--- START ---

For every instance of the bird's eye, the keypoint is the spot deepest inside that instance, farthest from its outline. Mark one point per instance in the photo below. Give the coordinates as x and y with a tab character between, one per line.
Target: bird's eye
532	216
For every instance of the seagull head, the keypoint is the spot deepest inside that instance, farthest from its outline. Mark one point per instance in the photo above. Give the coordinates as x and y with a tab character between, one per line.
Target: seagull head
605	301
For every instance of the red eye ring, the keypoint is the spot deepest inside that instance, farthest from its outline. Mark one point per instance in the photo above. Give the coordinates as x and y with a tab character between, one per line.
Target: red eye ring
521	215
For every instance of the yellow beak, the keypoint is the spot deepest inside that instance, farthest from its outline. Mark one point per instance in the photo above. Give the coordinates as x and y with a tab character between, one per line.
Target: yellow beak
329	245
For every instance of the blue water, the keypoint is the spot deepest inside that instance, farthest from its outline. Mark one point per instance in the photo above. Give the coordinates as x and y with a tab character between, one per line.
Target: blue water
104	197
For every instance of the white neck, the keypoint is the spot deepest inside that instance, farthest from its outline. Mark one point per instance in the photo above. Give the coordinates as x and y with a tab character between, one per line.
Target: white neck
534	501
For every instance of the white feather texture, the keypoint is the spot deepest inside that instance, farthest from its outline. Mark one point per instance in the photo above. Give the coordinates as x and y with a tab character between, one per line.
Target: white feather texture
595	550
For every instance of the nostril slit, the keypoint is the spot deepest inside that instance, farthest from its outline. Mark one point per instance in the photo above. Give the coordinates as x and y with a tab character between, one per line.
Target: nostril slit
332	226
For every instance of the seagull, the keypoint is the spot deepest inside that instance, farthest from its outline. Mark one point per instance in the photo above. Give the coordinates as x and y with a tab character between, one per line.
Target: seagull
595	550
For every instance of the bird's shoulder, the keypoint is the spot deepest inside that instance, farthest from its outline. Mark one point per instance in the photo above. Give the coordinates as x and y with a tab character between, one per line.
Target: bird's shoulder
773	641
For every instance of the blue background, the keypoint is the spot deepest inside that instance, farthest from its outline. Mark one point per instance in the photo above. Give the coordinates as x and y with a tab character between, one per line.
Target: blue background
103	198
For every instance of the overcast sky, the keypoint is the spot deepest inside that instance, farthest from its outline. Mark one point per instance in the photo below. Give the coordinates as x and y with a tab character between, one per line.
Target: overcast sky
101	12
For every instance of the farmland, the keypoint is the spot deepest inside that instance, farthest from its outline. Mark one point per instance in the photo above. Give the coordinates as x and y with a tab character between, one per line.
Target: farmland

--- END ---

Reproduce the material above exactly; please quote every line of it.

#### Result below:
For every instance of the bird's eye, the keypoint is the spot deepest inside that instance, farthest from its outline. Mark one point per instance in the photo below. Give the coordinates as x and y with a tab character between, one per line.
Target: bird's eye
532	216
For every instance of the seagull head, the keypoint is the spot deepest inside that instance, farthest from its outline. Mark one point per instance in the photo above. Give the coordinates as x and y with a tab character between, one per line.
Target: seagull head
605	301
For every instance of the red eye ring, the keypoint is the spot deepest inside that instance, farthest from its outline. Mark one point per instance in the photo above. Give the coordinates as x and y with a tab character between, one per line.
Target: red eye ring
521	215
For every instance of the yellow beak, the keypoint is the spot deepest inside that instance, farthest from its outline. Mark one point per instance in the photo above. Give the coordinates as x and y with a tab character between, one per line.
Target: yellow beak
329	245
For every instance of the blue water, the keypoint is the spot deepest inside that instance, farthest from its outline. Mark one point per instance in the photo above. Give the coordinates as x and y with a tab character between, one per line.
Target: blue water
104	197
For every instance of the white neck, the keypoint is the spot deepest inside that instance, farthest from its outline. Mark one point per instance in the photo above. Give the coordinates as x and y with a tab character between, one per line.
Target: white neck
534	501
For every instance of the white feather texture, the keypoint is the spot deepest inside that instance, farthest from its outline. Mark one point per instance in the photo above. Give the coordinates as x and y with a tab character between, one per line.
Target: white feather texture
595	550
For every instance of the nostril slit, the keypoint is the spot deepest inside that instance, farthest from its outline. Mark one point per instance in the photo above. Give the coordinates as x and y with a tab character between, one per line.
Target: nostril slit
332	226
For every instance of the seagull, the keypoint is the spot deepest inside that instance, farthest from its outline. Mark one point per instance in the photo above. Give the coordinates as x and y with a tab character between, one per line.
Target: seagull
595	550
For every instance of the bird's shoulder, the keypoint is the spot deepest inside that instance, farthest from its outline. Mark one point per instance in the photo above. Give the coordinates as x and y with a tab character between, one per line.
Target: bird's shoulder
773	641
For every instance of the blue background, the keypoint is the spot deepest inside that instance, farthest from its outline. Mark one point per instance in the photo above. Give the coordinates as x and y with a tab character between, one per line.
Target: blue background
103	198
For every instance of the overcast sky, the keypoint is the spot deepest inside that instance, farthest from its outline. Mark one point per instance in the photo below. Give the coordinates as x and y with a tab character between, one per line.
Target: overcast sky
101	12
For every instance of the farmland, the keypoint is the spot deepest inside that instance, farthest from its outline. Mark one point per instance in the photo above. Give the coordinates as x and y with a tab character between, one per line.
Target: farmland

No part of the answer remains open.